_Exercise requirements:_
Check each line of the data for "instance", and copy the ones that have it.

_Data for processing:_

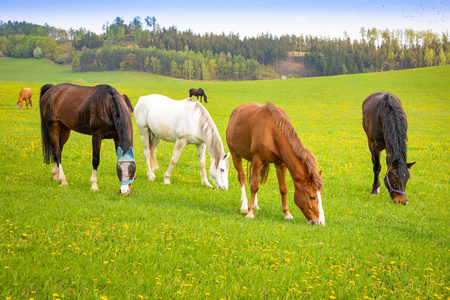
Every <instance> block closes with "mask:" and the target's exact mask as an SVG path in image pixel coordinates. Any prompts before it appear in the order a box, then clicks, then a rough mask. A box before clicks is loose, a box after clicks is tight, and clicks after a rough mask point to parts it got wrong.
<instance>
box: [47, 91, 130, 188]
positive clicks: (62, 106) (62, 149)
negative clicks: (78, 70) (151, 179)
mask: <svg viewBox="0 0 450 300" xmlns="http://www.w3.org/2000/svg"><path fill="white" fill-rule="evenodd" d="M39 104H40V110H41V133H42V150H43V154H44V162H45V163H50V160H53V170H52V174H53V176H54V177H53V178H54V180H56V181H60V182H61V185H63V186H67V185H68V183H67V181H66V177H65V176H64V172H63V169H62V166H61V152H62V150H63V147H64V144H65V143H66V142H67V140H68V139H69V135H70V131H71V130H74V131H76V132H79V133H83V134H89V135H92V154H93V155H92V166H93V170H92V176H91V184H92V185H91V189H92V190H94V191H96V190H98V187H97V167H98V165H99V163H100V148H101V143H102V139H114V143H115V146H116V151H117V156H118V162H117V165H116V169H117V176H118V177H119V181H120V185H121V187H120V192H121V193H122V194H129V193H130V192H131V183H132V182H133V180H134V174H135V172H136V165H135V163H134V152H133V124H132V122H131V117H130V114H129V113H128V108H127V105H126V103H125V100H124V99H123V97H122V96H121V95H120V94H119V93H118V92H117V90H116V89H114V88H113V87H111V86H109V85H98V86H95V87H85V86H79V85H74V84H69V83H62V84H58V85H52V84H46V85H44V86H43V87H42V88H41V95H40V103H39Z"/></svg>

_Answer to this exercise:_
Every <instance> block closes with "mask:" and the target's exact mask as an SVG path in image pixel coordinates. Any prompts before it appear in the order a box, then clicks, then a rough mask. A box before clicks is loose, a box after clicks is tight, and clicks after a rough mask point to parts it got wrong.
<instance>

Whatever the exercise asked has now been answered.